#### [Exercise details]
Pull out every line below that contains the word "landing", matching its case exactly.

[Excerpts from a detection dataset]
------------------------------------------------------------

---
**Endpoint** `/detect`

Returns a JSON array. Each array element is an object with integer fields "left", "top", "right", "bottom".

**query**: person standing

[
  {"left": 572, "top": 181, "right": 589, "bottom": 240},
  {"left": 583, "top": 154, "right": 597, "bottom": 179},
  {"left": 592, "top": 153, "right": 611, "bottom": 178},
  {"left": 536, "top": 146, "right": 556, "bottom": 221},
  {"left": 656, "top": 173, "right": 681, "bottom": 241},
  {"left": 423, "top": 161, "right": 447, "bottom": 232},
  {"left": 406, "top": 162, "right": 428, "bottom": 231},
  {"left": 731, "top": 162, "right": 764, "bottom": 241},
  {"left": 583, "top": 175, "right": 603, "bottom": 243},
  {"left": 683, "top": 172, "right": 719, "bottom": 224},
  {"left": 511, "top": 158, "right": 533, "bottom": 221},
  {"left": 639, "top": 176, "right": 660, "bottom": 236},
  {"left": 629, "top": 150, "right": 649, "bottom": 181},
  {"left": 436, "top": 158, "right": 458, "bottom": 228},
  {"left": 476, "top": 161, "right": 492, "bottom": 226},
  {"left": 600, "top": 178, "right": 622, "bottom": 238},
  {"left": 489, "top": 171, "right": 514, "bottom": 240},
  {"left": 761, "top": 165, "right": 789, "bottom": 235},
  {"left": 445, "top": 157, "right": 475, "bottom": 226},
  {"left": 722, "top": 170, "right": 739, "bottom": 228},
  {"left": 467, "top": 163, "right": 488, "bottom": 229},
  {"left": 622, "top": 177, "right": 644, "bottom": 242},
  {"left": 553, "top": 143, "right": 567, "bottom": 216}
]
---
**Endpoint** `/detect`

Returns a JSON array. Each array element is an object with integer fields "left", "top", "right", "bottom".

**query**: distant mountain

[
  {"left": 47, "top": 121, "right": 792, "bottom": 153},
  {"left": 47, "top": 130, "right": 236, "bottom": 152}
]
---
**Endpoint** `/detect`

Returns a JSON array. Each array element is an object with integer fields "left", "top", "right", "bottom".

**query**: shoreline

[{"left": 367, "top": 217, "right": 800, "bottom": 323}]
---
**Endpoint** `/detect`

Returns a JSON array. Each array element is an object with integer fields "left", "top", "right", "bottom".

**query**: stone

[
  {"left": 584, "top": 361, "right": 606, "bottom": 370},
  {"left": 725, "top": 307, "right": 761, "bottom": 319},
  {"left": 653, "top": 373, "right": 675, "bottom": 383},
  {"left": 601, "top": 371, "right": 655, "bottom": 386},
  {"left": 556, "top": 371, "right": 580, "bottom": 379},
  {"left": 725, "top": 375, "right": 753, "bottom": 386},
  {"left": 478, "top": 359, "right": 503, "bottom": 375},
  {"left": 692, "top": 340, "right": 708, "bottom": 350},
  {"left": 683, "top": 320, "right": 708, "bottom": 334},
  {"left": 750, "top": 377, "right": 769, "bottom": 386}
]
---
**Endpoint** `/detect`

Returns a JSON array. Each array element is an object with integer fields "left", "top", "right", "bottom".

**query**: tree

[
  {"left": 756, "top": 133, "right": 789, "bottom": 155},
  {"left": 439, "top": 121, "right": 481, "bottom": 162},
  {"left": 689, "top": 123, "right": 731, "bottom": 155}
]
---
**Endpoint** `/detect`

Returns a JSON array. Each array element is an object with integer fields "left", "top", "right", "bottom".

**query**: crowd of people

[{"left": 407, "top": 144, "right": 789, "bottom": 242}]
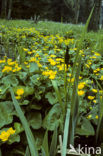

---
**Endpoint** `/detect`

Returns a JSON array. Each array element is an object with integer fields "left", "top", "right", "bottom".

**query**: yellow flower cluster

[
  {"left": 2, "top": 66, "right": 12, "bottom": 73},
  {"left": 42, "top": 70, "right": 57, "bottom": 80},
  {"left": 0, "top": 127, "right": 15, "bottom": 142},
  {"left": 1, "top": 59, "right": 21, "bottom": 73},
  {"left": 0, "top": 59, "right": 5, "bottom": 63},
  {"left": 78, "top": 82, "right": 86, "bottom": 96},
  {"left": 88, "top": 96, "right": 95, "bottom": 100},
  {"left": 16, "top": 88, "right": 24, "bottom": 99}
]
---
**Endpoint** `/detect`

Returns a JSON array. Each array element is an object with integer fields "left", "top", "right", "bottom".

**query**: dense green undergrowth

[{"left": 0, "top": 20, "right": 103, "bottom": 156}]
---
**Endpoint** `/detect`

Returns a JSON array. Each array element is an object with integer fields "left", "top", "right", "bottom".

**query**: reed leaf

[
  {"left": 50, "top": 127, "right": 57, "bottom": 156},
  {"left": 10, "top": 87, "right": 38, "bottom": 156},
  {"left": 61, "top": 108, "right": 70, "bottom": 156},
  {"left": 42, "top": 130, "right": 49, "bottom": 156},
  {"left": 25, "top": 146, "right": 30, "bottom": 156}
]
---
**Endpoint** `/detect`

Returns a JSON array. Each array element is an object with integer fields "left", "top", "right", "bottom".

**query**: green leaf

[
  {"left": 8, "top": 135, "right": 20, "bottom": 145},
  {"left": 13, "top": 86, "right": 34, "bottom": 97},
  {"left": 76, "top": 117, "right": 95, "bottom": 136},
  {"left": 43, "top": 104, "right": 61, "bottom": 130},
  {"left": 2, "top": 75, "right": 19, "bottom": 86},
  {"left": 62, "top": 109, "right": 70, "bottom": 156},
  {"left": 25, "top": 146, "right": 30, "bottom": 156},
  {"left": 27, "top": 112, "right": 42, "bottom": 129},
  {"left": 18, "top": 72, "right": 27, "bottom": 80},
  {"left": 50, "top": 127, "right": 57, "bottom": 156},
  {"left": 10, "top": 88, "right": 38, "bottom": 156},
  {"left": 0, "top": 101, "right": 14, "bottom": 128},
  {"left": 14, "top": 122, "right": 24, "bottom": 134},
  {"left": 30, "top": 74, "right": 39, "bottom": 85},
  {"left": 42, "top": 130, "right": 49, "bottom": 156},
  {"left": 45, "top": 92, "right": 57, "bottom": 105}
]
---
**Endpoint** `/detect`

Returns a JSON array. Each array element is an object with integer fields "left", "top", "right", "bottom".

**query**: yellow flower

[
  {"left": 0, "top": 60, "right": 5, "bottom": 63},
  {"left": 0, "top": 127, "right": 15, "bottom": 142},
  {"left": 87, "top": 114, "right": 92, "bottom": 119},
  {"left": 95, "top": 115, "right": 98, "bottom": 119},
  {"left": 7, "top": 127, "right": 15, "bottom": 134},
  {"left": 78, "top": 82, "right": 85, "bottom": 89},
  {"left": 88, "top": 96, "right": 95, "bottom": 100},
  {"left": 16, "top": 88, "right": 24, "bottom": 96},
  {"left": 78, "top": 90, "right": 85, "bottom": 96}
]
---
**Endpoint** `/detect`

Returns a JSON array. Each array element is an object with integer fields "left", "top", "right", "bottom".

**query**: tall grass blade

[
  {"left": 25, "top": 146, "right": 31, "bottom": 156},
  {"left": 0, "top": 149, "right": 2, "bottom": 156},
  {"left": 42, "top": 130, "right": 49, "bottom": 156},
  {"left": 62, "top": 108, "right": 70, "bottom": 156},
  {"left": 10, "top": 87, "right": 38, "bottom": 156},
  {"left": 69, "top": 56, "right": 81, "bottom": 145},
  {"left": 50, "top": 127, "right": 57, "bottom": 156},
  {"left": 51, "top": 80, "right": 65, "bottom": 114}
]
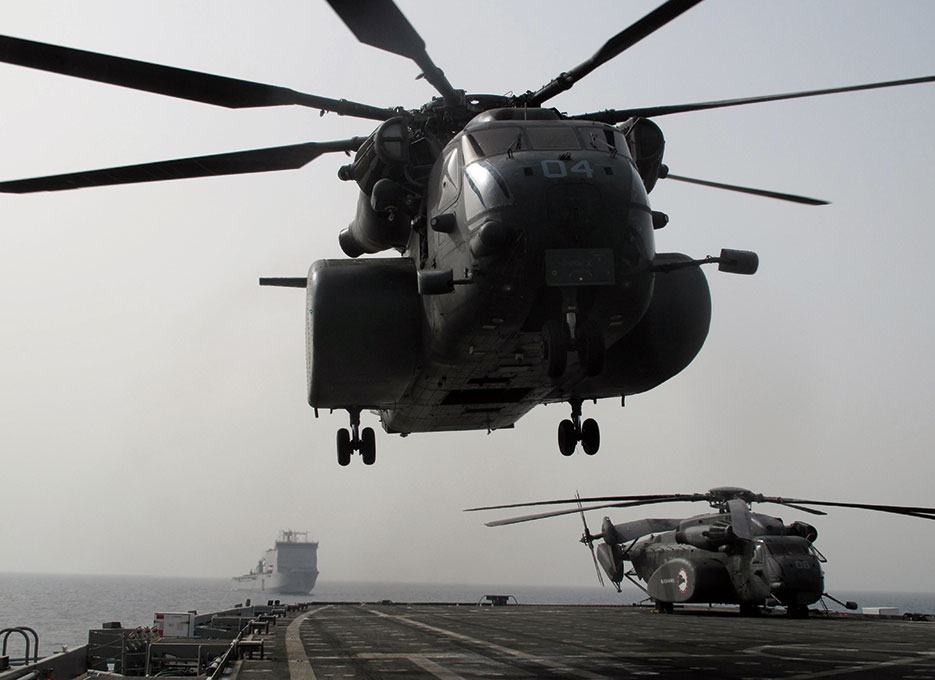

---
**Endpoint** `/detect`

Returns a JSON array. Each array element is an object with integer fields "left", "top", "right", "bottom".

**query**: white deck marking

[
  {"left": 367, "top": 609, "right": 607, "bottom": 678},
  {"left": 286, "top": 605, "right": 331, "bottom": 680}
]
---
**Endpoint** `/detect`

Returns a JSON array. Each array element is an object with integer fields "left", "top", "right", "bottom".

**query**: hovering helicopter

[
  {"left": 0, "top": 0, "right": 935, "bottom": 465},
  {"left": 468, "top": 486, "right": 935, "bottom": 617}
]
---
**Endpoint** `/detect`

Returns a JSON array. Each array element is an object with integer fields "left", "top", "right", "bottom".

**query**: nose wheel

[
  {"left": 337, "top": 409, "right": 377, "bottom": 466},
  {"left": 558, "top": 399, "right": 601, "bottom": 456}
]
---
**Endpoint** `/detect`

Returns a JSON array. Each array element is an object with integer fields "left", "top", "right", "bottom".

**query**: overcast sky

[{"left": 0, "top": 0, "right": 935, "bottom": 592}]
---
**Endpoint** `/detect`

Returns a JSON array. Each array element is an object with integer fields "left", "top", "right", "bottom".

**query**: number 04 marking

[{"left": 541, "top": 159, "right": 594, "bottom": 179}]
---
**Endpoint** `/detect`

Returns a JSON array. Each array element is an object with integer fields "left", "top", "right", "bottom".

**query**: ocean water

[{"left": 0, "top": 573, "right": 935, "bottom": 656}]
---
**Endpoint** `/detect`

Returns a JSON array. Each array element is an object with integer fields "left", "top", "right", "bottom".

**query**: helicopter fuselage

[
  {"left": 308, "top": 109, "right": 710, "bottom": 433},
  {"left": 599, "top": 513, "right": 824, "bottom": 607}
]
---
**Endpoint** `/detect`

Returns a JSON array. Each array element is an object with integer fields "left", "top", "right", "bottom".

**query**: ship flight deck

[{"left": 233, "top": 603, "right": 935, "bottom": 680}]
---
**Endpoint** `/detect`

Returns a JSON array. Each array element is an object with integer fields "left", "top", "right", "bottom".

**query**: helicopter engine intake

[{"left": 338, "top": 192, "right": 411, "bottom": 257}]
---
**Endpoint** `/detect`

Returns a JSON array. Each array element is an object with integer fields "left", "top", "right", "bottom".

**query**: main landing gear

[
  {"left": 558, "top": 399, "right": 601, "bottom": 456},
  {"left": 542, "top": 319, "right": 604, "bottom": 380},
  {"left": 338, "top": 408, "right": 377, "bottom": 465}
]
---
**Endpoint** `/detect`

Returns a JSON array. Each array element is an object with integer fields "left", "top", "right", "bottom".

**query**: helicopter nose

[{"left": 769, "top": 555, "right": 824, "bottom": 604}]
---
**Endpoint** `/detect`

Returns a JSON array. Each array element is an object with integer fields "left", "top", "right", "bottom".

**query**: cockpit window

[
  {"left": 756, "top": 536, "right": 808, "bottom": 555},
  {"left": 578, "top": 125, "right": 630, "bottom": 157},
  {"left": 464, "top": 127, "right": 524, "bottom": 163},
  {"left": 526, "top": 125, "right": 581, "bottom": 150}
]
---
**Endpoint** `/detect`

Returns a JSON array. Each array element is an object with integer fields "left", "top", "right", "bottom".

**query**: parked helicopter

[
  {"left": 0, "top": 0, "right": 935, "bottom": 465},
  {"left": 468, "top": 486, "right": 935, "bottom": 617}
]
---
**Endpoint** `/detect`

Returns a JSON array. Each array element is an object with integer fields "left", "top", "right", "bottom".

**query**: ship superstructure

[{"left": 233, "top": 529, "right": 318, "bottom": 595}]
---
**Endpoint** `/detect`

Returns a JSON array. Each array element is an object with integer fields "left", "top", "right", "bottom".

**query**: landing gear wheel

[
  {"left": 542, "top": 319, "right": 569, "bottom": 380},
  {"left": 558, "top": 419, "right": 578, "bottom": 456},
  {"left": 338, "top": 427, "right": 354, "bottom": 466},
  {"left": 576, "top": 321, "right": 604, "bottom": 376},
  {"left": 360, "top": 427, "right": 377, "bottom": 465},
  {"left": 581, "top": 418, "right": 601, "bottom": 456}
]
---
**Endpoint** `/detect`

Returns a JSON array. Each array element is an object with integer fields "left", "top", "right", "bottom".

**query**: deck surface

[{"left": 235, "top": 604, "right": 935, "bottom": 680}]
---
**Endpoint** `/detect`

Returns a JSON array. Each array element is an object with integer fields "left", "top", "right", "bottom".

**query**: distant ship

[{"left": 233, "top": 530, "right": 318, "bottom": 595}]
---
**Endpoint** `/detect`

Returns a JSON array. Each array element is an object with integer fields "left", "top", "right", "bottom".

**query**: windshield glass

[
  {"left": 464, "top": 127, "right": 523, "bottom": 163},
  {"left": 526, "top": 125, "right": 581, "bottom": 149}
]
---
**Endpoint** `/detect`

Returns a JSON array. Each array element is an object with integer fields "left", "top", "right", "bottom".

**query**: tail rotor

[{"left": 575, "top": 491, "right": 604, "bottom": 587}]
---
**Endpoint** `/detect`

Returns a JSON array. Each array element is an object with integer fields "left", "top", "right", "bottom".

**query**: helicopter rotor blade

[
  {"left": 764, "top": 501, "right": 828, "bottom": 515},
  {"left": 482, "top": 496, "right": 705, "bottom": 527},
  {"left": 0, "top": 137, "right": 364, "bottom": 194},
  {"left": 761, "top": 496, "right": 935, "bottom": 519},
  {"left": 328, "top": 0, "right": 459, "bottom": 104},
  {"left": 570, "top": 76, "right": 935, "bottom": 123},
  {"left": 0, "top": 35, "right": 397, "bottom": 120},
  {"left": 528, "top": 0, "right": 701, "bottom": 106},
  {"left": 575, "top": 491, "right": 604, "bottom": 588},
  {"left": 464, "top": 493, "right": 708, "bottom": 512},
  {"left": 659, "top": 172, "right": 829, "bottom": 205}
]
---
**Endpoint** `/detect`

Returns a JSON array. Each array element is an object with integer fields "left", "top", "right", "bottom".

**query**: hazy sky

[{"left": 0, "top": 0, "right": 935, "bottom": 592}]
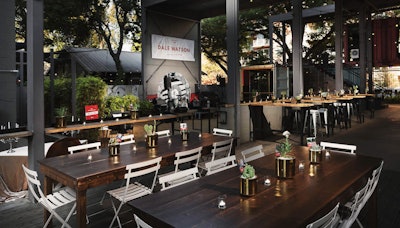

------------------------------------------------------------

#### [Solution for this task]
**query**: main landing gear
**query**: landing gear wheel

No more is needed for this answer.